Document section -
*-*-*

This is a reaction stoichiometry problem, since you're trying to relate an amount of one substance to an amount of another through a chemical reaction. Here is a general strategy for solving such problems:

  1. Pick out the target. You want liters of ethane.
  2. List the given information. You have 500.0 kg of ethylene dibromide. The ethane used to make it is at 35°C and 3.00 atm. Your strategy is to convert kg of ethylene dibromide into L of ethane gas:

    500.0 kg C2H4Br2 --> L C2H6(g)

  3. Search for relationships that connect the given information with the target. This is usually the most difficult step. It helps to work backwards from the target towards the given information. Also, whenever an amount of one substance is being used to obtain an amount of another, you need a mole-to-mole ratio that relates the two substances. Knowing that lets you break the problem into three easier pieces:

    500.0 kg C2H4Br2 --> mol C2H4Br2 --> mol C2H6 --> L C2H6(g)

*-*-*

Data section -
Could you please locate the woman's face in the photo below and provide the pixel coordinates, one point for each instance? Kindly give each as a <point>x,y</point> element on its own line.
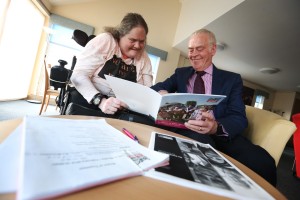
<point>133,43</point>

*-*-*

Written tasks -
a: Answer these from the reaction stoichiometry explanation:
(i) What is the target?
(ii) At what temperature and pressure is the ethane?
(iii) Which step is usually the most difficult?
b: Say whether each statement agrees with the reaction stoichiometry explanation, quoting the words that decide it:
(i) The problem starts with 500.0 kg of ethylene dibromide.
(ii) The explanation suggests working forward from the given information toward the target.
(iii) A mole-to-mole ratio is needed when an amount of one substance is used to get an amount of another.
c: Write the next part of the reaction stoichiometry explanation, picking up after its last line.

Final answers -
a:
(i) Liters of ethane.
(ii) 35°C and 3.00 atm.
(iii) Step 3, searching for relationships that connect the given information with the target.

b:
(i) Yes: "You have 500.0 kg of ethylene dibromide."
(ii) No: "It helps to work backwards from the target towards the given information."
(iii) Yes: "whenever an amount of one substance is being used to obtain an amount of another, you need a mole-to-mole ratio that relates the two substances."

c:
    The kg C2H4Br2 to mol C2H4Br2 conversion will require the molar mass of C2H4Br2. The mol C2H4Br2 to mol C2H6 conversion requires a balanced chemical equation for the reaction (although, if you look at the formulas, you'll realize that every mole of C2H4Br2 formed requires one mole of C2H6). Finally, to compute L C2H6(g) from moles of C2H6, you'll need to think about how to compute the volume of a gas given the moles, pressure, and temperature of the gas...
  4. Check your answer. Before you pick up your calculator, decide roughly how many of liters of ethane you expect to get. Whenever you can, you should use a different method to check your calculation.

Could you, please, show and explain how to do the following problem? I kind of have an idea, but not sure. Please, help!!!!!

  1. How many molecules are present in 475 mL of CO2(g) at STP?
  2. What is the volume occupied by 3.50 x 1024 SO2 molecules at STP?
  3. Also, please, tell me the relationship between molecules of a compound or atom and the number of moles.

-Julia

Allow me to introduce you to the mole. Click on him to learn the answer to your last question first. Then return here.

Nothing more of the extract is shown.